Aim A » Transcribe the listing exactly as it runs from its first line through the line holding "top-left (0, 724), bottom-right (1343, 896)", inclusive.

Supplied passage »
********
Thank god. Everyone involved has been through hell and this assclown of a prosecutor has done nothing but draw it out and make it worse.
This reminds me of an issue I have with public attorneys who run
for office. Nearly every single one of them hold up their high
ratio of conviction rates as a reason to vote for them. in my mind
someone in that office should be more concerned with uncovering
truth rather than simply pushing for conviction on every single
case heard.
I know that's incredibly naive of me to say that but its how I
feel.
Keep in mind that the conviction rates are a percentage of cases the prosecutor chooses to bring to trial, not every case that the police investigate. So, high conviction rates can be a sign that the prosecutor hasn't been bringing cases to trial unless he or she already has enough evidence to convict. That's a good thing from a libertarian perspective, I think.
Speaking of second thoughts concerning the social utility of imprisonment...
********
Supplied data »
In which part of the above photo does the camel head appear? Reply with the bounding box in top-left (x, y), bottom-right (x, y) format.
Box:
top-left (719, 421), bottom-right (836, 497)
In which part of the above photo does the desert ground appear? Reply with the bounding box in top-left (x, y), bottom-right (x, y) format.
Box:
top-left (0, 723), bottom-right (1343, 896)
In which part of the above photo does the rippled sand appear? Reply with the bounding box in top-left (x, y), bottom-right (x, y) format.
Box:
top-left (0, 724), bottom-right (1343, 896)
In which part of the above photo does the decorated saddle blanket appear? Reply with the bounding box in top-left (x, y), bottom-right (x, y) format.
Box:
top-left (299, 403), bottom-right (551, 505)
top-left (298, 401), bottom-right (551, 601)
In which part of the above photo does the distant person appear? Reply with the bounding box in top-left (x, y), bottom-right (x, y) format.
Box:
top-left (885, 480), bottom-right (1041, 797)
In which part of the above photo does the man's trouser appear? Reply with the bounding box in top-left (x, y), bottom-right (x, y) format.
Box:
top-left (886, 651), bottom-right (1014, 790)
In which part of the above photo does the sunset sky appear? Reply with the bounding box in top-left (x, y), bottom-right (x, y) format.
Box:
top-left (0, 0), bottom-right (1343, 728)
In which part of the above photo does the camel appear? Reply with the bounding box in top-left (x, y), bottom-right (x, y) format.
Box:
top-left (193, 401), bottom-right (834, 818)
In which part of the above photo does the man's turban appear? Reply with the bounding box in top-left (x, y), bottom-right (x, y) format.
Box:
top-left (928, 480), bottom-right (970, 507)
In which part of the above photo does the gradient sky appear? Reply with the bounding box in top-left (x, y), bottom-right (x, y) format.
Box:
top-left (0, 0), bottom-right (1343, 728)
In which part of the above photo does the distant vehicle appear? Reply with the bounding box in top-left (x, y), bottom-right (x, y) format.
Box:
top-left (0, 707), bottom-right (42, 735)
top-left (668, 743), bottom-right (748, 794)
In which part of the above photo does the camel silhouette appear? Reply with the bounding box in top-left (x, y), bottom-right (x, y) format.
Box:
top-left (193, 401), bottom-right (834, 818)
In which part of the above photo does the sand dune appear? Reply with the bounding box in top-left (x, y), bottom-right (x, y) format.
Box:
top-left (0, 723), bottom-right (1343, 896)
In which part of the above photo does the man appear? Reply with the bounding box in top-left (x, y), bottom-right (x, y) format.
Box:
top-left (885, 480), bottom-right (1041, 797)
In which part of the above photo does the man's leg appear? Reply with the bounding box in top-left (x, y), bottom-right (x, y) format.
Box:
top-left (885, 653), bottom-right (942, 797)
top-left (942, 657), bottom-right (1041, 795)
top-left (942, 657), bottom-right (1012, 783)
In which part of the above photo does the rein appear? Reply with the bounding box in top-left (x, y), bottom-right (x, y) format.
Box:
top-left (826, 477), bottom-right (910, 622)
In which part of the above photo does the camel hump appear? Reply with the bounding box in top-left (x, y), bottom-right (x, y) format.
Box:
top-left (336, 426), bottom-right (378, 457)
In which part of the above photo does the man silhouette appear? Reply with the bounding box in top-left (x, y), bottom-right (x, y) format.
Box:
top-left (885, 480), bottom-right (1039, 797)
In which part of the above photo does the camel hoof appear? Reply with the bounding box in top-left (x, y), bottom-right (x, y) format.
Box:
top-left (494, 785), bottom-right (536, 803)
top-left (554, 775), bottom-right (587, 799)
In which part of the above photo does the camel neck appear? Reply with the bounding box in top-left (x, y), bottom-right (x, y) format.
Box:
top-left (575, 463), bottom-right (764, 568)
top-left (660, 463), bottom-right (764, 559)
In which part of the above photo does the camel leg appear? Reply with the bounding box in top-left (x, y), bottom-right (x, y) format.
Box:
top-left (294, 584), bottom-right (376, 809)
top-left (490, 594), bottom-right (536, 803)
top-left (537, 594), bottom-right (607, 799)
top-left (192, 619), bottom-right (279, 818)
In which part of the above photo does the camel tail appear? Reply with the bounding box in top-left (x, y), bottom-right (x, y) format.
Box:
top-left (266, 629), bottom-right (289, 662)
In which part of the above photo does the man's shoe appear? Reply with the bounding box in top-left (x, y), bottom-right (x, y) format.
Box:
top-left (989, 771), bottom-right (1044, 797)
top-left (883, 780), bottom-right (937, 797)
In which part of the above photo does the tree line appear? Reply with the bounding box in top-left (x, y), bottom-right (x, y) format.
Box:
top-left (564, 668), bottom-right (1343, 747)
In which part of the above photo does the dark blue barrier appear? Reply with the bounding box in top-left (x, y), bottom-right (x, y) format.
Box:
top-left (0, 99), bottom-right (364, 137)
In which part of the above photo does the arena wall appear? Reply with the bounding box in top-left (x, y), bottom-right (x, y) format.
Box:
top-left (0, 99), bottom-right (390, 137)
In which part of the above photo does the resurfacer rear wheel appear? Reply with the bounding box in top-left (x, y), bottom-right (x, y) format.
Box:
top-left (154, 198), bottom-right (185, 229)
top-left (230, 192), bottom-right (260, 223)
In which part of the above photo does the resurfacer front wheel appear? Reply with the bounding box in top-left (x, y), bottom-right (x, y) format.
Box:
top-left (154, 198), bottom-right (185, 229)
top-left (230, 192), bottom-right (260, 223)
********
Aim B » Reproduce the comments on prosecutors and conviction rates word for word, in full.

Complete response A »
In which part of the above photo does the camel head appear? Reply with the bounding box in top-left (x, y), bottom-right (x, y) format.
Box:
top-left (719, 421), bottom-right (836, 497)
In which part of the above photo does the desert ground appear? Reply with the bounding box in top-left (x, y), bottom-right (x, y) format.
Box:
top-left (0, 723), bottom-right (1343, 896)
In which part of the above photo does the rippled sand appear? Reply with the bounding box in top-left (x, y), bottom-right (x, y) format.
Box:
top-left (0, 724), bottom-right (1343, 896)

Complete response B »
Thank god. Everyone involved has been through hell and this assclown of a prosecutor has done nothing but draw it out and make it worse.
This reminds me of an issue I have with public attorneys who run
for office. Nearly every single one of them hold up their high
ratio of conviction rates as a reason to vote for them. in my mind
someone in that office should be more concerned with uncovering
truth rather than simply pushing for conviction on every single
case heard.
I know that's incredibly naive of me to say that but its how I
feel.
Keep in mind that the conviction rates are a percentage of cases the prosecutor chooses to bring to trial, not every case that the police investigate. So, high conviction rates can be a sign that the prosecutor hasn't been bringing cases to trial unless he or she already has enough evidence to convict. That's a good thing from a libertarian perspective, I think.
Speaking of second thoughts concerning the social utility of imprisonment...